*TO-DO LIST*
1 – List every date given in the "wrote:" lines of the two-slit experiment thread.
2 – Answer these about the two-slit experiment thread:
(a) What does the abbreviation "wfm" stand for?
(b) Which paper is named as worthwhile reading on the photoelectric effect, with its journal details?
(c) What one-word reply follows the line "... without changing frequency."?
3 – Write the next part of the two-slit experiment thread, picking up after its final line.

*DOCUMENT*

+-------+

Re: Two-slit experiment

On Wed, 9 Aug 2006, Ron Baker, Pluralitas! wrote:

"Timo Nieminen" <timo@xxxxxxxxxxxxxxxxx> wrote:
On Tue, 8 Aug 2006, Ron Baker, Pluralitas! wrote:
"Timo Nieminen" <timo@xxxxxxxxxxxxxxxxx> wrote:
On Sun, 6 Aug 2006, Ron Baker, Pluralitas! wrote:

There is nothing quantized there. delta_E is continuously variable.

Yes, delta_E = h delta_f is continuously variable. The point is that
E=hf
is removed from the monochromatic field of frequency f,

Why? Why do you say that?

Experimental and theoretical support for the idea.

Maybe I'm wrong. Maybe you can explain it to
me. I think there are lurkers following this who would
find this educational too.

For example: photoelectric effect,

Seems to me that it is the work function of the metal (wfm)
that is quantizing the energy level and not an intrinsic
characteristic of the EM field that is quantized.
Certainly if the hf of the photon is equal to the work
function then the photon must give up the whole
hf to liberate the electron. But I don't see anything
in the results of the experiment that precludes a photon
with Ep0 = hf0 > wfm from giving wfm to the electron and
being left with Ep1 = hf0 - wfm (giving f1 = f0 - wfm/h).
(Note that I am not saying that all the photons would
only give up wfm of their energy. They could give anywhere
between wfm and hf0.)

OK, your main point here seems to be a matter of semantics. I'll with it
further below. I'll cut where I think you're making the same point to
avoid excess length; feel free to restore if you meant a different point.

Millikan's paper, Phys Rev 7, 355-388 (1916) is very worthwhile reading on
the photoelectric effect in general.

[big cut, I think I see your point now]

You seem to be saying that a photon can never lose
just part of its energy.

... without changing frequency.

Hedging?

You may or may not want to call the photon
with the changed frequency the "same" photon.

Seems to me your point hinges on it not being
the "same" 'photon'.

+-------+

*SUPPLIED MATERIAL*
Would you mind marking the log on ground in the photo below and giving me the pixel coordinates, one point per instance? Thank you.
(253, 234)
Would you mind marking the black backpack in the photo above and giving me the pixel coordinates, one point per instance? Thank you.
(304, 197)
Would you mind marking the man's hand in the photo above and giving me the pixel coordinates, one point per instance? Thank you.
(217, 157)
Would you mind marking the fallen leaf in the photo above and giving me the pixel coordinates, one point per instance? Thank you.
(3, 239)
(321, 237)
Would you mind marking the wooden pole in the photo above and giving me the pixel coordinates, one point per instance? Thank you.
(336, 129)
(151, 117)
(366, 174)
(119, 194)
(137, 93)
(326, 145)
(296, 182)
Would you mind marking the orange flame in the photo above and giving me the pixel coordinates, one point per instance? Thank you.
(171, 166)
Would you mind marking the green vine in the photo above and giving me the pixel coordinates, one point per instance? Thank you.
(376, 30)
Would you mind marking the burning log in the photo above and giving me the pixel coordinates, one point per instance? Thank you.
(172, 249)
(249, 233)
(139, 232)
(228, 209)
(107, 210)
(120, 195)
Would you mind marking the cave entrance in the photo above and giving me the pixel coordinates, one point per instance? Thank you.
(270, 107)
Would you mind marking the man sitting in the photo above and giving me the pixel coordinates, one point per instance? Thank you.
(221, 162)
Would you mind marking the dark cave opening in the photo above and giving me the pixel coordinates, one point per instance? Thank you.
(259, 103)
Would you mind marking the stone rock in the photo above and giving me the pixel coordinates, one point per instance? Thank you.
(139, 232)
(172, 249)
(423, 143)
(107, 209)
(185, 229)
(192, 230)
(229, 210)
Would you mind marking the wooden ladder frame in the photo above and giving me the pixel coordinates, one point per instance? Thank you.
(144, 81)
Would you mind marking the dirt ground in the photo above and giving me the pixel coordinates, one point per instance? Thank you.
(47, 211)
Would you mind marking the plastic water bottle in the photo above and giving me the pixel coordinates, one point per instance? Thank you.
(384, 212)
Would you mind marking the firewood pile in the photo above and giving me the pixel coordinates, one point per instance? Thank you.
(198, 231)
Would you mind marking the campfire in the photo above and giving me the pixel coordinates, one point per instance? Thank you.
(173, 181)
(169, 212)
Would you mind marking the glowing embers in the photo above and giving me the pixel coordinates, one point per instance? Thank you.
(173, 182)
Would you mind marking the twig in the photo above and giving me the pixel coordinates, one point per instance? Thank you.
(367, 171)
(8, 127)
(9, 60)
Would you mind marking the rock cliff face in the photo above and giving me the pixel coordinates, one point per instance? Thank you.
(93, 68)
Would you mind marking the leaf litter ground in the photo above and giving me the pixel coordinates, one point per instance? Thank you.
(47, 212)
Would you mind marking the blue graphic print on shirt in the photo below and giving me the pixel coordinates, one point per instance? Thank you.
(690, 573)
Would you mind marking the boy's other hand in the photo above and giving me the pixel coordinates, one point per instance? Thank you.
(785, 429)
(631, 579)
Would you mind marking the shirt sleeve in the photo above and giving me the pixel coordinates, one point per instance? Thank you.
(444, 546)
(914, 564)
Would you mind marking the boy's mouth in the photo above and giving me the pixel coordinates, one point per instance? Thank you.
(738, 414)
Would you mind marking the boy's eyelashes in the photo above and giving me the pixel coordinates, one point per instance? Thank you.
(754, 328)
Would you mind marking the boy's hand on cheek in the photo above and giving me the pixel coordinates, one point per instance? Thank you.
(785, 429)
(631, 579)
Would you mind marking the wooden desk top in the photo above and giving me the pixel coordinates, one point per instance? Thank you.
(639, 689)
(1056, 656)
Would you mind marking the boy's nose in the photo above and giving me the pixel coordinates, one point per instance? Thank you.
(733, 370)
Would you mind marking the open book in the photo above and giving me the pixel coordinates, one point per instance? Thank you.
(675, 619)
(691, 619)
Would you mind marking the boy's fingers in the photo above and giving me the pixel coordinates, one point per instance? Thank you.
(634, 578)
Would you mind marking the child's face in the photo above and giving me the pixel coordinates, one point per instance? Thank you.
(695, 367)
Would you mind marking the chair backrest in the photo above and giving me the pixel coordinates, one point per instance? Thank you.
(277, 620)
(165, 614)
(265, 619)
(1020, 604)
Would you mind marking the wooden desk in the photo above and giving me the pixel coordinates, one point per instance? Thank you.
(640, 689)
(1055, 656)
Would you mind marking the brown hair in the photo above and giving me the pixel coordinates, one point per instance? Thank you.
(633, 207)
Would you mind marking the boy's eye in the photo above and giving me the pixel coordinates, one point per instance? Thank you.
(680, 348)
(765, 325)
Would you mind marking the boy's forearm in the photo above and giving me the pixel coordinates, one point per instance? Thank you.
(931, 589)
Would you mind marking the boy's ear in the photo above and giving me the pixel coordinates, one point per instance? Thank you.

+-------+

*OUTPUTS IN ORDER*
1 –
Wed, 9 Aug 2006
Tue, 8 Aug 2006
Sun, 6 Aug 2006

2 –
(a) The work function of the metal.
(b) Millikan's paper, Phys Rev 7, 355-388 (1916).
(c) "Hedging?"

3 –
No, that's not the point, that's just a matter of semantics. Basically, to
say E = hf only makes sense for a monochromatic field, where there is an f
to talk about.

Quantisation of the radiation field is, in essence, that energy is added
to or removed from a _monochromatic_ field in chunks of hf. If added, we
say we add a photon, if removed, we remove a photon. To ask what a photon
actually _is_ is somewhat of a dubious question, given that "adding a
photon" and "removing a photon" are the things that are actually defined.

Given that no radiation field is actually monochromatic, is the above
definition of a photon useless? No more so than the concept of
monochromatic fields in classical EM. Often, the field is close enough to
monochromatic, so we just pretend that it is - works for both the quantum
and classical cases.

Given a polychromatic field with a discrete spectrum, then you can just
write E_total = sum a_1 E_1 + a_2 E_2 + a_3 E_3 ...
where E_1,2,... are monochromatic fields, with frequencies f_1, f_2, etc.
It's entirely reasonable to talk about the energy in field E_1, energy in
E_2 etc - again, something done classically. Quantisation simply means
that the energy in field E_1 is exchanged with matter or matter+other
spectral components in chunks of h f_1.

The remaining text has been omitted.